┏━━

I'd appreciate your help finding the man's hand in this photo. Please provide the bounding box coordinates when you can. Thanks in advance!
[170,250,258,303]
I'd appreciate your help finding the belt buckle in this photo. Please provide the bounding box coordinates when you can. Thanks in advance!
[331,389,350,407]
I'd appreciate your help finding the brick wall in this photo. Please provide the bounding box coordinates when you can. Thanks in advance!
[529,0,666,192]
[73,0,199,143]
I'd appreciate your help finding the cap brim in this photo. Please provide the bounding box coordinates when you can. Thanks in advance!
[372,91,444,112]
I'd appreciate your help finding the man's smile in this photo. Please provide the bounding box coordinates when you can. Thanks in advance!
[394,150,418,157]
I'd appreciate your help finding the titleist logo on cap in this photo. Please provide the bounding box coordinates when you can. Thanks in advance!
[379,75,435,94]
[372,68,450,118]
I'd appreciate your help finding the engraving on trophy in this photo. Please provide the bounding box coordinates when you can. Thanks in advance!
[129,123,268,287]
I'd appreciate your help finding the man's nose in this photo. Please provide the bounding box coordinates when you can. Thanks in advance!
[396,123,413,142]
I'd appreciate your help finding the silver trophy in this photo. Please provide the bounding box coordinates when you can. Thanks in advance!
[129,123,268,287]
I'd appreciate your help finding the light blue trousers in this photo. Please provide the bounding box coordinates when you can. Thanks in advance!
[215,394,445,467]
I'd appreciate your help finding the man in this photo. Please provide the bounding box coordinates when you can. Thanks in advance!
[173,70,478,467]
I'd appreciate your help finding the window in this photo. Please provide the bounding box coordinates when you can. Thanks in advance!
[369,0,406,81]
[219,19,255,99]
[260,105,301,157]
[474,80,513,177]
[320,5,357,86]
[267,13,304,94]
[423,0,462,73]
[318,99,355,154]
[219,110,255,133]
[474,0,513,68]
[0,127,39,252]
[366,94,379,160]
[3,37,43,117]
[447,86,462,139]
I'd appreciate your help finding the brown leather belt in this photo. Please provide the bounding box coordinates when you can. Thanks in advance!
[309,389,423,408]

┗━━
┏━━

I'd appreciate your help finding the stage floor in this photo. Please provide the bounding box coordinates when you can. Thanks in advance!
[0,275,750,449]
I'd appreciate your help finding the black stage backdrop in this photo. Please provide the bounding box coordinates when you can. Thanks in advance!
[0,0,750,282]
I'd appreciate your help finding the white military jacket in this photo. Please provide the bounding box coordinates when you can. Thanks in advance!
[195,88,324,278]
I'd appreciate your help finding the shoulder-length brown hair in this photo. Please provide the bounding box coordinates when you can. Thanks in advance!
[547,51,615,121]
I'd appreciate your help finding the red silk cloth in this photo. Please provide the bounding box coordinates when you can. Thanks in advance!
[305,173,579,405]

┗━━

Task directions — Rewrite the listing's stretch from the line containing "I'd appreciate your help finding the white" through the line containing "[305,173,579,405]", swapping "silk" for "satin" and keeping all else the same. Give back only those lines.

Solved exercise —
I'd appreciate your help finding the white military jacket in this photo. Please provide the bounding box coordinates when you can. Thanks in advance!
[195,88,324,278]
I'd appreciate your help finding the shoulder-length brown hair in this photo. Please provide the bounding box coordinates when you can. Thanks in advance!
[547,51,615,121]
I'd appreciate your help finding the red satin cloth in this photo. Please provide the bounding box coordinates when you can. Thanks in advance!
[305,173,579,405]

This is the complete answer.